Filter the rows below down to each line containing the string "surface", matching case exactly.

Dataset excerpts:
□ □ □ □ □

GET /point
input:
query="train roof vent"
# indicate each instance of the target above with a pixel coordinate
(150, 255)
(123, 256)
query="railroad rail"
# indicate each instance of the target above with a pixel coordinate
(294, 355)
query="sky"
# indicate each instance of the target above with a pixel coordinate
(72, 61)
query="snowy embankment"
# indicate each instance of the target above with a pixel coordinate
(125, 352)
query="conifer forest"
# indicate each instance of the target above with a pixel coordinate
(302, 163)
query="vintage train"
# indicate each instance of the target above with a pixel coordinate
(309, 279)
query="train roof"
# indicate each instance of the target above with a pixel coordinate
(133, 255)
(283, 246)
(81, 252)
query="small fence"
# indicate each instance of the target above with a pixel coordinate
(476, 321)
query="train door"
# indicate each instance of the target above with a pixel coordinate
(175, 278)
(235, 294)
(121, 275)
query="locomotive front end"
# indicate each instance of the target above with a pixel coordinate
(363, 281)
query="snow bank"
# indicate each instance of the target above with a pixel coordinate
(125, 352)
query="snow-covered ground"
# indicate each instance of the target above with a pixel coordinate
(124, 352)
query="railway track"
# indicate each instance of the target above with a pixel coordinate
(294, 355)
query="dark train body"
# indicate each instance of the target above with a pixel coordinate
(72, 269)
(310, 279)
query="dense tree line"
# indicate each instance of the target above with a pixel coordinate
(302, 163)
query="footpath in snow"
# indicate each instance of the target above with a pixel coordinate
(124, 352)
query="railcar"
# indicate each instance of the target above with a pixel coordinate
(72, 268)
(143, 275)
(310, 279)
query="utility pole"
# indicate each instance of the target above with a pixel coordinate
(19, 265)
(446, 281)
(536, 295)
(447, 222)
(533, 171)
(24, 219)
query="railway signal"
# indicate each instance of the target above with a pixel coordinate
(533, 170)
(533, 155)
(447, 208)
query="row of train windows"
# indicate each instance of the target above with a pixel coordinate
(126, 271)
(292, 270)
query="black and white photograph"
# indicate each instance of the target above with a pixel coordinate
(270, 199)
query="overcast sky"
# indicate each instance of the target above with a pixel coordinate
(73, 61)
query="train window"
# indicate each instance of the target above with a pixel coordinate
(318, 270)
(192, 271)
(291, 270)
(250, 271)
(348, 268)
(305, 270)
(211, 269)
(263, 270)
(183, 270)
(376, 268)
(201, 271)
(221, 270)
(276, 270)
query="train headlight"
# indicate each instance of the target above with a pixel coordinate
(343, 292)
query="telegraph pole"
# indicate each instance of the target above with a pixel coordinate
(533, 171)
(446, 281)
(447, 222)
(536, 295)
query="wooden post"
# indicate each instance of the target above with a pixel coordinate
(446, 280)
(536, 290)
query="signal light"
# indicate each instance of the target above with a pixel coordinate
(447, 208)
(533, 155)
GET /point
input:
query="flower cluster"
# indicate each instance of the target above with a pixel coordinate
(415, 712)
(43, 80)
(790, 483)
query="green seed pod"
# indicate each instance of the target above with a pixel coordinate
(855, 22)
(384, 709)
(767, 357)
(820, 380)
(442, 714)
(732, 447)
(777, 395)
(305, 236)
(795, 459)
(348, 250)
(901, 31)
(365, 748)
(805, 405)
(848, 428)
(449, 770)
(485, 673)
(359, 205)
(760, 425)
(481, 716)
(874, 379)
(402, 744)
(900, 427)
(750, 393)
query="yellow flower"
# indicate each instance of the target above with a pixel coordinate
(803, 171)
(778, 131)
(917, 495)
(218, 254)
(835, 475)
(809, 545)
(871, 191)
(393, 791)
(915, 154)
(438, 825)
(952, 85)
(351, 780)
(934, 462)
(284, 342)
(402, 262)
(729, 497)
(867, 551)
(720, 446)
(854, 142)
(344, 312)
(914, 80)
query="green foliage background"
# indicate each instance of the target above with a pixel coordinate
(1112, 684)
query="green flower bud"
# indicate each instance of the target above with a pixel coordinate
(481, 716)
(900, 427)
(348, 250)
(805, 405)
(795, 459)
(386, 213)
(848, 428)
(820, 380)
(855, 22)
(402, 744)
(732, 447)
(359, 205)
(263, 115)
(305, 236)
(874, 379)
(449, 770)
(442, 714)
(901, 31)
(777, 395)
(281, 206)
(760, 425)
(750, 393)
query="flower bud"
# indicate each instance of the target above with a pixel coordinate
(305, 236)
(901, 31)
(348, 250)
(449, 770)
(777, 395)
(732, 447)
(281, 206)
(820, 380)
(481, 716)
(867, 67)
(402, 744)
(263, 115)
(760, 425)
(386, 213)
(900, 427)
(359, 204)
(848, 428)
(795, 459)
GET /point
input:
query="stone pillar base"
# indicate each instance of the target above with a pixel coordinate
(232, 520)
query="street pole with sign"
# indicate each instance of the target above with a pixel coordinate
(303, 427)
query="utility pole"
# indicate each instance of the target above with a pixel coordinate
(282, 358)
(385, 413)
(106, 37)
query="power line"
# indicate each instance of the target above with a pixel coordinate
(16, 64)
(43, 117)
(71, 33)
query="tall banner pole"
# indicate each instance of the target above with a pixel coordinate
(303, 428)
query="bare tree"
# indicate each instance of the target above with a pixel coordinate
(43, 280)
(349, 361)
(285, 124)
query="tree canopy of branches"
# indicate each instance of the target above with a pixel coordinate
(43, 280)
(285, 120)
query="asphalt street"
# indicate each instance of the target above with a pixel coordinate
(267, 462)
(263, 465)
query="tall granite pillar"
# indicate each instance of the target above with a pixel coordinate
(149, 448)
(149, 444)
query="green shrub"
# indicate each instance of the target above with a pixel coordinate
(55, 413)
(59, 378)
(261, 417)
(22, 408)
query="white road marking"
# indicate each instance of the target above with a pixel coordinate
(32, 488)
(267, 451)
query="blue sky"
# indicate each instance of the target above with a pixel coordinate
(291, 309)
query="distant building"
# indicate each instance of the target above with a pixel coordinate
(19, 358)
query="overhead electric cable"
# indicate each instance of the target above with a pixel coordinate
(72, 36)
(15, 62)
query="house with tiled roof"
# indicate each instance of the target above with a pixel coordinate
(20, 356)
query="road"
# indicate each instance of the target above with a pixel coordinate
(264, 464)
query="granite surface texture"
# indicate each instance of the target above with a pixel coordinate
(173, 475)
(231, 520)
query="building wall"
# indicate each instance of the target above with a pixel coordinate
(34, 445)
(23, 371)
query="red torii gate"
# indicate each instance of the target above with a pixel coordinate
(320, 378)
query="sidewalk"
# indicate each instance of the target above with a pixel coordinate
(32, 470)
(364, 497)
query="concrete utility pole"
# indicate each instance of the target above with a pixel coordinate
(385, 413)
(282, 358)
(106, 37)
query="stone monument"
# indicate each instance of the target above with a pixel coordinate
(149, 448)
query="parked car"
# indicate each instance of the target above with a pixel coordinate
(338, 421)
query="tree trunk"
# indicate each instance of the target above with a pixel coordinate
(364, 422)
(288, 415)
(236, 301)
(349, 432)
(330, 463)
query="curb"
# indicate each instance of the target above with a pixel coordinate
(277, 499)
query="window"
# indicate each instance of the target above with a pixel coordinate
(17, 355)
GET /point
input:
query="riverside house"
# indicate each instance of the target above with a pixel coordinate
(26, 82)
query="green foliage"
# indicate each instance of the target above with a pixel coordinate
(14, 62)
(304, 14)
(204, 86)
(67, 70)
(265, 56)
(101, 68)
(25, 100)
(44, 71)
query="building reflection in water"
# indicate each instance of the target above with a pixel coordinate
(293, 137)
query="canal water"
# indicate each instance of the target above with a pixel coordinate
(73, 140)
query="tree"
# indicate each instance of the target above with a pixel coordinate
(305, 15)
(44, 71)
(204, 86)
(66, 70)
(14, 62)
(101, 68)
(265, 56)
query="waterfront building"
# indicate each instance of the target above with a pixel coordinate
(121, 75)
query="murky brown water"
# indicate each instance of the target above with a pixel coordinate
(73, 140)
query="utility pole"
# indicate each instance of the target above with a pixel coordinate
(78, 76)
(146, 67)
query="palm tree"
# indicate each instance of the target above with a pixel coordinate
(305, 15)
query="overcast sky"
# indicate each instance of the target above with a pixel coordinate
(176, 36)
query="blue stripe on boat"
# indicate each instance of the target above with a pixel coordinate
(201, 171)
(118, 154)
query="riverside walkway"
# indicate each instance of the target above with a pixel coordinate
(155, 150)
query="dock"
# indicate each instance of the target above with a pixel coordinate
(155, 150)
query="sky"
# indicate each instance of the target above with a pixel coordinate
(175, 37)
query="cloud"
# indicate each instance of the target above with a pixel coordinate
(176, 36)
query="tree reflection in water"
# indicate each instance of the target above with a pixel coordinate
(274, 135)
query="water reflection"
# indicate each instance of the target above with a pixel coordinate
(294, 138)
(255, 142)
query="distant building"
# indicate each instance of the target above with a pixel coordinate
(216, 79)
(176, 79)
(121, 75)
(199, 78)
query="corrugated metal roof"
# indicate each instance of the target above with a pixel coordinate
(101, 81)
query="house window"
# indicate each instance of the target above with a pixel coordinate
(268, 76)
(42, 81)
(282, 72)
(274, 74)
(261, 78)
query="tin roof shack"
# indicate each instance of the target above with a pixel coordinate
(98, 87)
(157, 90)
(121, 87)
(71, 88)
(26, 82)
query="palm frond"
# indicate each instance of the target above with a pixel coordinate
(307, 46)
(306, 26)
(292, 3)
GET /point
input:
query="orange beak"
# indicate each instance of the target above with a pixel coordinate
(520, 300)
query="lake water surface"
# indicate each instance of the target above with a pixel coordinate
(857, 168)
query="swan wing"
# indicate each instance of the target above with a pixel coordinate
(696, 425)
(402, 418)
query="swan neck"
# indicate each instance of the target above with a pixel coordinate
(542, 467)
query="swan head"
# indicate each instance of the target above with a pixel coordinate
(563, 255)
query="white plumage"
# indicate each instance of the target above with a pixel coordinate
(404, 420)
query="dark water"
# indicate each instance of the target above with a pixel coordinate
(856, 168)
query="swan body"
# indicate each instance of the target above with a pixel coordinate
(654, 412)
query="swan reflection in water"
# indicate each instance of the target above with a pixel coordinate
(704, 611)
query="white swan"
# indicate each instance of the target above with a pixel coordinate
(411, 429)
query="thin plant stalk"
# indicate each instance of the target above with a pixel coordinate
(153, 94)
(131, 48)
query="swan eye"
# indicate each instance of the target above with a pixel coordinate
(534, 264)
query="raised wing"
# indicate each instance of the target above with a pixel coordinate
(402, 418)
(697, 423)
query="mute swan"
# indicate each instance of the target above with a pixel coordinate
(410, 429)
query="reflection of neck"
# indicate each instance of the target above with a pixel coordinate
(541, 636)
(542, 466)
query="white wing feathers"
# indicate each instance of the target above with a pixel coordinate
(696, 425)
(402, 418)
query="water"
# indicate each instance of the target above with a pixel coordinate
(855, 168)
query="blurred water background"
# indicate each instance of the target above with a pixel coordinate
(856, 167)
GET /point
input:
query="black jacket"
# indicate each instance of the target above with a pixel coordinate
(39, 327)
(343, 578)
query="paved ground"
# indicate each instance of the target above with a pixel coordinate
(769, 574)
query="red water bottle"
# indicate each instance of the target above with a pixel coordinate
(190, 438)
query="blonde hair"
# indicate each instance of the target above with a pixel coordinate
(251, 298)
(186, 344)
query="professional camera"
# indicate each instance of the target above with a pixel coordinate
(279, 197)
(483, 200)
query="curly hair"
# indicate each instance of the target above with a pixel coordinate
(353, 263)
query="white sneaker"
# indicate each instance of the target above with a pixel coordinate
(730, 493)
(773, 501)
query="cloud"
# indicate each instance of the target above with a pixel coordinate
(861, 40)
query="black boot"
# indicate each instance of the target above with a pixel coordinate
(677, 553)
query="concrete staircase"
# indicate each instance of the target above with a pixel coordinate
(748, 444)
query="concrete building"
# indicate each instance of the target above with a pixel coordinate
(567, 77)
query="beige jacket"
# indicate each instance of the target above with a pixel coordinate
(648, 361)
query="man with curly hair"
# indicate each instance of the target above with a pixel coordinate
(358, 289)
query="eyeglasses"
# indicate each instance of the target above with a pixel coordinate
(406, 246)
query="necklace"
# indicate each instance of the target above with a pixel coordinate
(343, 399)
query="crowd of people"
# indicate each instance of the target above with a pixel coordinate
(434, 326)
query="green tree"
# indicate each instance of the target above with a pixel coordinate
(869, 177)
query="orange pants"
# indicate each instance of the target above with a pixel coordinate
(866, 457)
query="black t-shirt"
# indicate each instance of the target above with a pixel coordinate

□ □ □ □ □

Reply:
query="granite surface texture"
query="lake water surface"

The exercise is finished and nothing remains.